- DATA ROWS -
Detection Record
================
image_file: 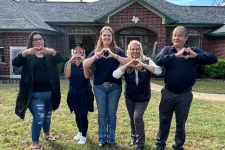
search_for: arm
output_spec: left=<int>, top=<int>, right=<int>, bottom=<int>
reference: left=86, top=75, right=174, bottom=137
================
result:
left=113, top=59, right=135, bottom=79
left=64, top=59, right=72, bottom=78
left=84, top=68, right=92, bottom=79
left=83, top=51, right=97, bottom=69
left=12, top=48, right=35, bottom=67
left=108, top=49, right=130, bottom=65
left=155, top=47, right=176, bottom=66
left=194, top=49, right=218, bottom=64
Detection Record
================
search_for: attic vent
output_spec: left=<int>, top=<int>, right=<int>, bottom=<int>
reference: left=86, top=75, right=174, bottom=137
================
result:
left=69, top=28, right=95, bottom=34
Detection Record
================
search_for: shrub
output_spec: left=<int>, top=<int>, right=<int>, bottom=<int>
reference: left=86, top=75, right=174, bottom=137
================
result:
left=205, top=59, right=225, bottom=79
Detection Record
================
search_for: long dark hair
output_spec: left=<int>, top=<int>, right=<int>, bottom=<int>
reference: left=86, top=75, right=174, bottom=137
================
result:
left=27, top=31, right=47, bottom=48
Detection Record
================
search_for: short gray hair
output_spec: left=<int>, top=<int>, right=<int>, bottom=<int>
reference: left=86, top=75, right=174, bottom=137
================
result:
left=173, top=26, right=188, bottom=36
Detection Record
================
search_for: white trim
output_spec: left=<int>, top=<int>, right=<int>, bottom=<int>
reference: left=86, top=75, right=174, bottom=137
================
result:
left=107, top=1, right=166, bottom=24
left=10, top=46, right=26, bottom=78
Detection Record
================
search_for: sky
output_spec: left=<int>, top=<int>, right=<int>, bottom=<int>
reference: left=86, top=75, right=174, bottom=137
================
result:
left=48, top=0, right=223, bottom=6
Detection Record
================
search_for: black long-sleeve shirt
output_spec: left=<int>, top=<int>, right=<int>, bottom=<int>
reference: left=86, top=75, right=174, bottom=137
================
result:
left=155, top=46, right=217, bottom=93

- TASK TO CARRY OUT -
Above are records to transcribe exactly; leave their pictures out.

- TASK RESPONSE -
Detection Record
================
image_file: 
search_for: arm
output_spec: left=<int>, top=<int>, right=<int>, bottom=<int>
reference: left=86, top=75, right=174, bottom=137
================
result:
left=113, top=59, right=135, bottom=79
left=64, top=59, right=72, bottom=78
left=84, top=68, right=92, bottom=79
left=83, top=51, right=97, bottom=69
left=12, top=48, right=35, bottom=67
left=108, top=49, right=130, bottom=65
left=155, top=47, right=176, bottom=66
left=194, top=49, right=218, bottom=64
Detection Record
================
search_for: attic vent
output_spec: left=<int>, top=<int>, right=<int>, bottom=<int>
reference: left=86, top=75, right=174, bottom=137
================
result:
left=69, top=28, right=95, bottom=34
Detection Record
================
search_for: shrub
output_spec: left=<int>, top=<int>, right=<int>, bottom=<int>
reference: left=86, top=75, right=174, bottom=137
================
result:
left=205, top=59, right=225, bottom=79
Detection Record
================
search_for: long dark hair
output_spec: left=<int>, top=<int>, right=<int>, bottom=<int>
reference: left=86, top=75, right=174, bottom=137
================
result:
left=27, top=31, right=47, bottom=48
Detection Record
================
search_for: short gray hair
output_spec: left=<int>, top=<int>, right=<int>, bottom=<int>
reference: left=86, top=75, right=174, bottom=137
================
result:
left=173, top=26, right=188, bottom=36
Detection Record
================
search_for: white trim
output_spec: left=<int>, top=<int>, right=<int>, bottom=<int>
reference: left=86, top=75, right=174, bottom=137
================
result:
left=107, top=1, right=166, bottom=24
left=10, top=46, right=26, bottom=78
Detection Record
================
search_for: sky
output_spec: left=<int>, top=<int>, right=<int>, bottom=<int>
reference: left=86, top=75, right=174, bottom=137
================
result:
left=48, top=0, right=223, bottom=6
Detection Record
================
search_for: black long-sleeve shirt
output_spec: left=<int>, top=<int>, right=<int>, bottom=<int>
reference: left=86, top=75, right=174, bottom=137
================
result:
left=155, top=46, right=217, bottom=93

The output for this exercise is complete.